> [Text block]
=-=-=-=-=

[Xmca-l] Re: Intrinsic motivation?
Maria Cristina Migliore
migliore@ires.piemonte.it
Fri Aug 8 03:16:43 PDT 2014
Huw,
my responses between the lines below:
CRISTINA: > My interviews to the employers and managers begun by questions
like "What
> does this enterprise do? what are the goods produced? how work is
> organized? assembly line or machine tools?" etc.
> So I interpreted their answers as a description of the business in which
> the enterprise is involved. That gave me information and data to classify
> the enterprise by referring to the typology I had elaborated about the
main
> strategies of production. As I wrote in one of my previous emails, the
> strategy of production is what I consider the object of activity of the
> firm.
>
>
HUW: Your attributing an object of activity to a company (?) seems a bit
awkward
to me in terms of locution. A strategy is a plan -- a sets of goals etc
-- but it is the (ongoing) stable relation that the plan is designed to
achieve that would consititute something like the object of activity (do
you agree?) i.e. a specific form of production with the character
demarcated by the manifest plan (the real strategy, which might be
different from the claimed strategy).
CRISTINA: yes, I could have used the locution "form of production". I have
preferred the term "strategy of production" to give the idea that companies
are always in a process of denifition of their object because they have to
respond to a globalized competition. Mass production can be seen as a form
of production, but if I use this locution, I give the idea that this form
is stable. The workers have to deal with the strategy and not the form of
production. They have to make sense of the strategy has it emerges day by
day through the assigned work and tasks.
HUW: With respect to (personal) activities mediating between the
individual(s)
and the demands, I would locate the individual's objective imagination as
centrally applied to both. The acitivity of the individual is maintained
(held steady) through their objective imagination, which is used to
negotiate (and is partially derived from) the demands of the situation
(demands of mass production, lack of sleep etc).
CRISTINA: I absolutly agree. This is what emerges from the interviews. The
older workers have an image of the object, and their actions and operations
are influenced by this imagination.
HUW:Hence a hierarchy of motives might resolve to a hierarchy of relations
of
psychological functions, yielding objective imagination (Vygotsky again),
depending on your meaning of hierarchy of motives...

=-=-=-=-=

> [What you will do] Rewrite the paragraph of the email exchange above that begins "CRISTINA: yes, I could have used the locution" in shorter form, keeping its main facts.

> [Data]
=-=-=-=-=

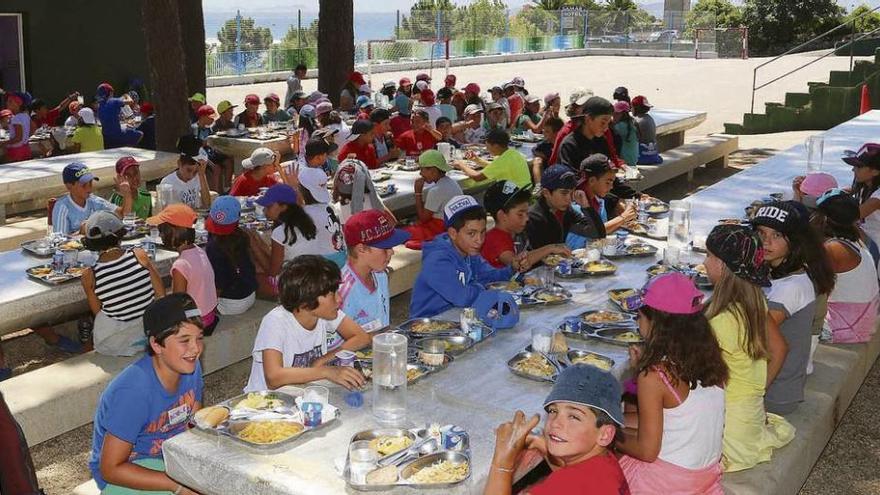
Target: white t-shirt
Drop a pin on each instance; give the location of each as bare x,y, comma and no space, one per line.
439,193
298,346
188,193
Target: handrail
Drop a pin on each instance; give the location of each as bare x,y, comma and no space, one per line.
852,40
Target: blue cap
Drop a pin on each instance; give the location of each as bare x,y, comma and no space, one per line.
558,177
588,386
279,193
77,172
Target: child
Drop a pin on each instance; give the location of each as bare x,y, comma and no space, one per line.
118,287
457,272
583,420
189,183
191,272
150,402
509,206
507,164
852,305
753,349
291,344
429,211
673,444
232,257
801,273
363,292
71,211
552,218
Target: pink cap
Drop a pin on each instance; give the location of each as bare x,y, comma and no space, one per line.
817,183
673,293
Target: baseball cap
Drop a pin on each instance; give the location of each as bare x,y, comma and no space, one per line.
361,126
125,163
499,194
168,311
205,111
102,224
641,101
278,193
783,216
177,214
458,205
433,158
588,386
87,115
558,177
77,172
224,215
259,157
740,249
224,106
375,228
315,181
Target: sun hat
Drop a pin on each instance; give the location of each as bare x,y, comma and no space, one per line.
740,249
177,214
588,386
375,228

=-=-=-=-=

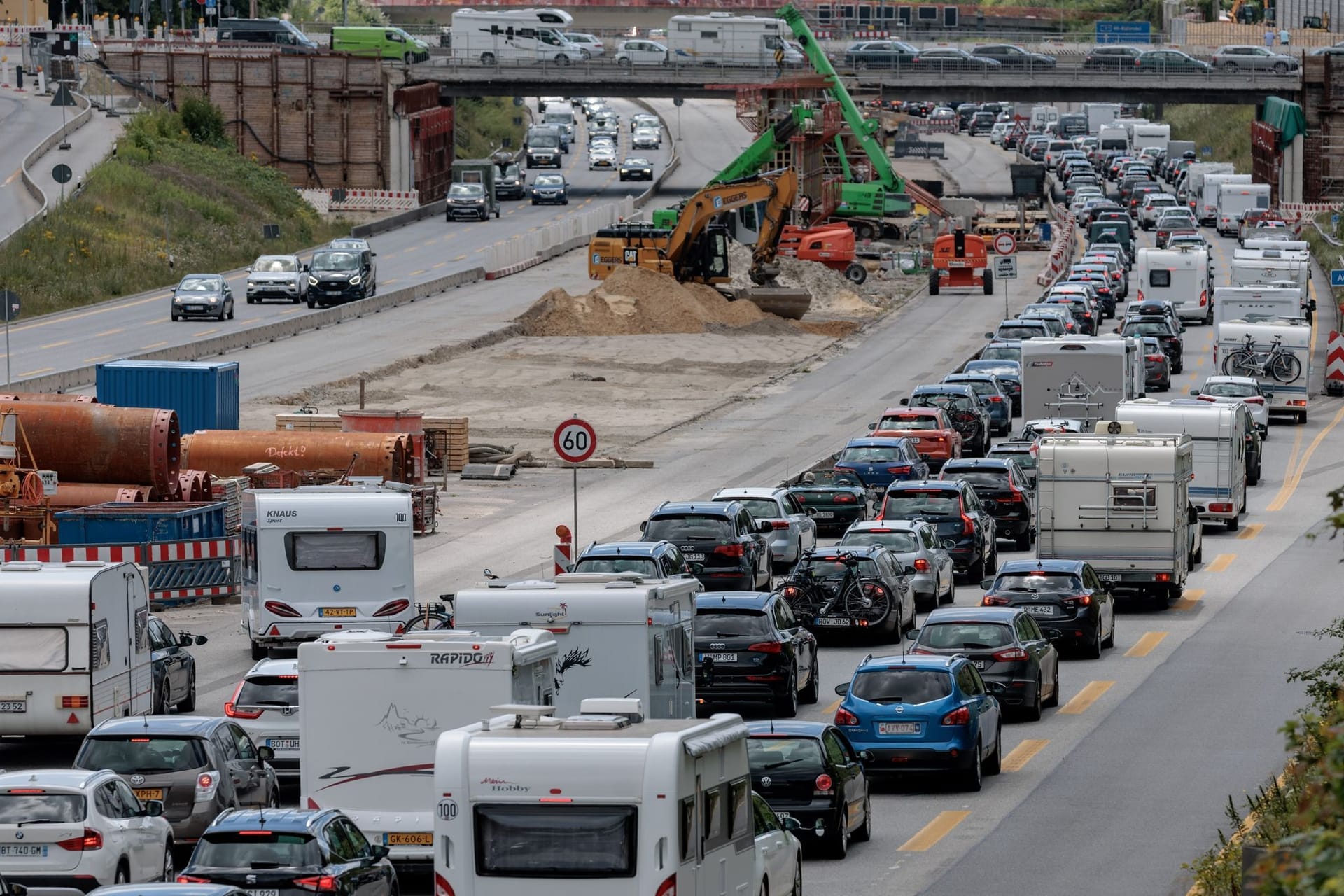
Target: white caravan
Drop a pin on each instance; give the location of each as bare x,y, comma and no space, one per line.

=-=-=-=-=

> [Result for this exercise] Cristina says she could have said "form of production" but chose "strategy of production." The phrase conveys that companies are always redefining their object as they respond to globalized competition. Calling mass production a form of production would suggest that the form is stable. Workers deal with the strategy, not the form, and must make sense of it as it emerges day by day through their assigned work and tasks.